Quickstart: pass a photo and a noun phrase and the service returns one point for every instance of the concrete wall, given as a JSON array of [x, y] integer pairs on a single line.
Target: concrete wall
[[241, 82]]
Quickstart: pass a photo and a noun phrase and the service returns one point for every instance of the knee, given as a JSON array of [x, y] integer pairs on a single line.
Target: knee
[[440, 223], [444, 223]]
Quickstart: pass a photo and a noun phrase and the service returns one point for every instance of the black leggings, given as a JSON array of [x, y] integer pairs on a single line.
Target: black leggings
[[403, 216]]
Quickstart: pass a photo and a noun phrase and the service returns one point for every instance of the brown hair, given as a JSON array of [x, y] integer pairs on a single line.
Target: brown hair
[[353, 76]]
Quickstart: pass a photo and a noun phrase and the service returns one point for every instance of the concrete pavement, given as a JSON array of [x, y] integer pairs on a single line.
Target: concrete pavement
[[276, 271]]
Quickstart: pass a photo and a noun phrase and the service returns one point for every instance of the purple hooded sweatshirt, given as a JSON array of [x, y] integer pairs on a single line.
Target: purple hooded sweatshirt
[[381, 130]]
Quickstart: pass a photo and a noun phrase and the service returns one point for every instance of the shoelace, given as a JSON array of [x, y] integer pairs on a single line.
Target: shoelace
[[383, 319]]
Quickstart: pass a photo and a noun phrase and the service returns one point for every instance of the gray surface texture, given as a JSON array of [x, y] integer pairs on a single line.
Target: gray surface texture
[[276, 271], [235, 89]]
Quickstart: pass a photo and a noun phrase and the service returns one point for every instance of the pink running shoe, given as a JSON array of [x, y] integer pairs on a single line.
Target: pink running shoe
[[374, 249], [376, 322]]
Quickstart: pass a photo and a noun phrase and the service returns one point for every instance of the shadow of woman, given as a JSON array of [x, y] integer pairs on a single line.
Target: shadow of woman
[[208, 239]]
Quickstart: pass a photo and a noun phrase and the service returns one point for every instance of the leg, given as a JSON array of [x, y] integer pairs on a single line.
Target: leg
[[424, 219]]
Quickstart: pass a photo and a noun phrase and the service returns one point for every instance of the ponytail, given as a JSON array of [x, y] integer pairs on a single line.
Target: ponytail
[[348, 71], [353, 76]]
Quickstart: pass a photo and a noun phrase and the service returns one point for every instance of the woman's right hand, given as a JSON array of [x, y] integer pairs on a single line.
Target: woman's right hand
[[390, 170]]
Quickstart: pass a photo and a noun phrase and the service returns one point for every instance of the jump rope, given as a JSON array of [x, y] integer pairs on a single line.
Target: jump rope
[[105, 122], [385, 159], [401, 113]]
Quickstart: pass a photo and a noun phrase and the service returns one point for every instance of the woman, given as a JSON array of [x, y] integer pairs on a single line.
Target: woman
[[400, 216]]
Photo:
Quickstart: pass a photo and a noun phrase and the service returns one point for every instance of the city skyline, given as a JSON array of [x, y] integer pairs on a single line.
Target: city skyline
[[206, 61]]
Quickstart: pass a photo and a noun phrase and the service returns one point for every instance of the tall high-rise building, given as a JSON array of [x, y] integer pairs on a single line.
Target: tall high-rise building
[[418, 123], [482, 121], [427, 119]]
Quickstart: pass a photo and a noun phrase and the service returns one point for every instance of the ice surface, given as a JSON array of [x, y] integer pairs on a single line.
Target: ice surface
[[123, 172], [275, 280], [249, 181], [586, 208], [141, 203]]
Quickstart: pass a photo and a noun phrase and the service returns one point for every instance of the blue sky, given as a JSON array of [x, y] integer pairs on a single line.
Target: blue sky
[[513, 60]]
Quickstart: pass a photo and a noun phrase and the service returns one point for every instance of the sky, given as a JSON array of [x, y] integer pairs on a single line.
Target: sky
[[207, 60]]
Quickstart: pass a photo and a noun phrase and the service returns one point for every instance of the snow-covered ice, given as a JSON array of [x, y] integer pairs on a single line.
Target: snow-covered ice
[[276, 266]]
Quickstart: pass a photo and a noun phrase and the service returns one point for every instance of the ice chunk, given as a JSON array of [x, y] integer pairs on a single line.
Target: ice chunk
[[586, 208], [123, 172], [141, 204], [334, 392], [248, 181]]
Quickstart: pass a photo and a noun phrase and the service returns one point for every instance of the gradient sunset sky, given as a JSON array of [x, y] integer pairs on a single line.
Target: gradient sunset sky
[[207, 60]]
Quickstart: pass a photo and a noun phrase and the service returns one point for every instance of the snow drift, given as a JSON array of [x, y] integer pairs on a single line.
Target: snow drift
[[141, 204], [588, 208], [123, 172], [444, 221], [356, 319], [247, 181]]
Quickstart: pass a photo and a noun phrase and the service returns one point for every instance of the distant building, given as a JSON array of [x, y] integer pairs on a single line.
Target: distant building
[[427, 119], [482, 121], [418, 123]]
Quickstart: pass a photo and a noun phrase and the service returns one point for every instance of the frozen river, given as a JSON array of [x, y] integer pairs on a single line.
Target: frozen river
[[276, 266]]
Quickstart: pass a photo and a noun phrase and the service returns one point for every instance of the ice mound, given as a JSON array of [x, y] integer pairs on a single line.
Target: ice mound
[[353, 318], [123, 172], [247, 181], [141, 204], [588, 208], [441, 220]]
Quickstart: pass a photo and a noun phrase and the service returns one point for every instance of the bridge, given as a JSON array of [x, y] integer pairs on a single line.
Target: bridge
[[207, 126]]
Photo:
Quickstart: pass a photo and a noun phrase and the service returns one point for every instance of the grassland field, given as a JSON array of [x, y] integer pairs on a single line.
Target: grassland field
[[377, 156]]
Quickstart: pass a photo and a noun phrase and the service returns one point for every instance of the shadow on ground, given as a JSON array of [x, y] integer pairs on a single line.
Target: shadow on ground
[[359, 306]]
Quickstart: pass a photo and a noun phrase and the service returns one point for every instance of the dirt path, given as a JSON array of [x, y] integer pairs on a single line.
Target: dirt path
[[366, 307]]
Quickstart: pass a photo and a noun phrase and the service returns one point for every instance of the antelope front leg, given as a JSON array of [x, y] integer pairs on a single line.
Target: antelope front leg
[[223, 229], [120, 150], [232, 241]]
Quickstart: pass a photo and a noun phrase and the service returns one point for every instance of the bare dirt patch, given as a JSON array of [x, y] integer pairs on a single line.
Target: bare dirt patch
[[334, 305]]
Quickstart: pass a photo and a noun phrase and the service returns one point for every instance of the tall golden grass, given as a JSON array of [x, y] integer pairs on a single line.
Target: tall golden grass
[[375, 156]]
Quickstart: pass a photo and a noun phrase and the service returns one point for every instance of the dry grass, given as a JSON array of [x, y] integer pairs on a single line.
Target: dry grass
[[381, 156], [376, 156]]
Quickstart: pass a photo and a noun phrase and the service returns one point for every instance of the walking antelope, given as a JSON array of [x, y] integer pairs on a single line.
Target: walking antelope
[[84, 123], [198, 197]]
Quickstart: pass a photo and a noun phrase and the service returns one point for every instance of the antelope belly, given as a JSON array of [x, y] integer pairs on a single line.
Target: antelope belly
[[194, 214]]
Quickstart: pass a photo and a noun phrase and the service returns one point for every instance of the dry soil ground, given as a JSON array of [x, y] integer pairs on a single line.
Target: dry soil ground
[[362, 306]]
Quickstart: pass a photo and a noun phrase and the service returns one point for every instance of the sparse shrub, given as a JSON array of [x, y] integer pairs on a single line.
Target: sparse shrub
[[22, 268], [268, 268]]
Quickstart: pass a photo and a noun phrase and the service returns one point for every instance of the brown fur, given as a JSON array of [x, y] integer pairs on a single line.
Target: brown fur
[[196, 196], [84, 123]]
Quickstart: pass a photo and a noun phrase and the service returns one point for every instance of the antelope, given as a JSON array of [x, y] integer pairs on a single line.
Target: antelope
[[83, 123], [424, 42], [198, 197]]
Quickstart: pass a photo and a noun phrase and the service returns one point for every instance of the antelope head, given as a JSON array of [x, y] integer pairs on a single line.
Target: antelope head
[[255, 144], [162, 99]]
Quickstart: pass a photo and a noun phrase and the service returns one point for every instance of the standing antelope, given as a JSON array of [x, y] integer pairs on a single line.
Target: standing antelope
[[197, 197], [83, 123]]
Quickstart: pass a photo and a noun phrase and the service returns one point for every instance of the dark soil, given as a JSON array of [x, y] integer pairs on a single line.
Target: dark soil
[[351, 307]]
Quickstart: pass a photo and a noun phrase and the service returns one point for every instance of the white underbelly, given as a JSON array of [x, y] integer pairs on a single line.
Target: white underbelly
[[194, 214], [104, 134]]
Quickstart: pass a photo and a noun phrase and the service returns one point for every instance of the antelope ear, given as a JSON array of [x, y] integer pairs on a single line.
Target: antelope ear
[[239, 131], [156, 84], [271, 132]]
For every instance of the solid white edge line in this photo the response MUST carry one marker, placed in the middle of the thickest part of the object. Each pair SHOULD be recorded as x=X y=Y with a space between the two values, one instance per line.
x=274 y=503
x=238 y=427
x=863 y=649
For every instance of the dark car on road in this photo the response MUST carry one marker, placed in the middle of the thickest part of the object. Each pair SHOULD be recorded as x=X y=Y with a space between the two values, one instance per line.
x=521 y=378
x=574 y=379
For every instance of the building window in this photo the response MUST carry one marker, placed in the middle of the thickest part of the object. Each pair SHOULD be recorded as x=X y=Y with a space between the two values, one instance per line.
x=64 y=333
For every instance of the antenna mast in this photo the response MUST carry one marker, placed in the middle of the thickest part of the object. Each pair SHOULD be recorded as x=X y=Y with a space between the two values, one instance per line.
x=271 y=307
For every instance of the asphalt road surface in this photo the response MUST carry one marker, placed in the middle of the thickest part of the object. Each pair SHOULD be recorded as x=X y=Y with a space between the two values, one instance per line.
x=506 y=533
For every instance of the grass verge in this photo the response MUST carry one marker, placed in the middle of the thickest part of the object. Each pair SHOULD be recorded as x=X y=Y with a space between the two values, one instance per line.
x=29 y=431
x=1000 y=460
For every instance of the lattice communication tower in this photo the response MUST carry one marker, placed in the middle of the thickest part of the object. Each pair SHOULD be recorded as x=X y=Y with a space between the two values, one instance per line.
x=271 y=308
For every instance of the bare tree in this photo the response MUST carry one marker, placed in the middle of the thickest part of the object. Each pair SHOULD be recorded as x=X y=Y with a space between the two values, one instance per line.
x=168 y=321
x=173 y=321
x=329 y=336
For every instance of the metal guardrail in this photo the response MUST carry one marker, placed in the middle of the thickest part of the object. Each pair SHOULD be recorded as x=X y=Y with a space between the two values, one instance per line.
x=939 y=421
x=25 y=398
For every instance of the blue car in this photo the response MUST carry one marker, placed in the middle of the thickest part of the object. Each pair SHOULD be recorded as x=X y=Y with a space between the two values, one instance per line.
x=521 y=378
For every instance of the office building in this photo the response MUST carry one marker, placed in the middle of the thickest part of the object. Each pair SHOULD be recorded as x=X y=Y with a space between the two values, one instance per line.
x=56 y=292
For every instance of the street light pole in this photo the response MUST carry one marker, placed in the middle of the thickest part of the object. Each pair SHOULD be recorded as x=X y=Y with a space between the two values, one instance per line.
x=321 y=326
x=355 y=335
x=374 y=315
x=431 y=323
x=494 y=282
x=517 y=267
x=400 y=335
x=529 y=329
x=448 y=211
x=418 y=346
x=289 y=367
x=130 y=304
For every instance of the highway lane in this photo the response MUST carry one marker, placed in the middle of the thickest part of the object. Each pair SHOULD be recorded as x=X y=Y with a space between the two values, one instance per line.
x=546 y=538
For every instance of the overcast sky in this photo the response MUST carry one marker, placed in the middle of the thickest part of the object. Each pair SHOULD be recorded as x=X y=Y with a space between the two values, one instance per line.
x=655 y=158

* * * * * * * * *

DIRECTIONS FOR THIS TASK
Put the material from the first line with "concrete pavement, given" through the line with "[[208, 239]]" into a two-column CSV headed input_text and output_text. Give each piece of wording and the answer that follows it one row, with every field quoted and line breaks changed to spaces.

REPLY TO THE EXERCISE
input_text,output_text
"Quickstart: pass a photo and a noun phrase and the service returns one point for every instance of the concrete pavement, given as a JSON array of [x, y] integer pairs on a single line. Target: concrete pavement","[[276, 271]]"
"Quickstart: pass a photo and a noun phrase and the service returns one point for every instance of the purple hooded sweatshirt, given as a JSON array of [x, y] integer pairs on a single line. Target: purple hooded sweatshirt","[[381, 130]]"
"Quickstart: pass a photo and a noun phrase and the service returns one point for every instance of the shoelace, given as a JSON array of [x, y] integer pairs on a single line. Target: shoelace","[[383, 319]]"
"Quickstart: pass a photo and a noun phrase and the service returns one point for every instance of the gray surface texture, given as a JSON array of [x, y] integer pairs on a single line. Target: gray surface texture","[[276, 271], [235, 89]]"
"Quickstart: pass a photo and a noun phrase and the service returns one point for every instance of the pink running shoe, given as a JSON array of [x, y] integer pairs on a single line. Target: pink running shoe","[[374, 249], [376, 322]]"
"Quickstart: pass a photo and a noun phrase and the service returns one point for every instance of the shadow of woman, given as a JSON array of [x, y] integer pairs on a single line. Target: shadow of woman","[[208, 239]]"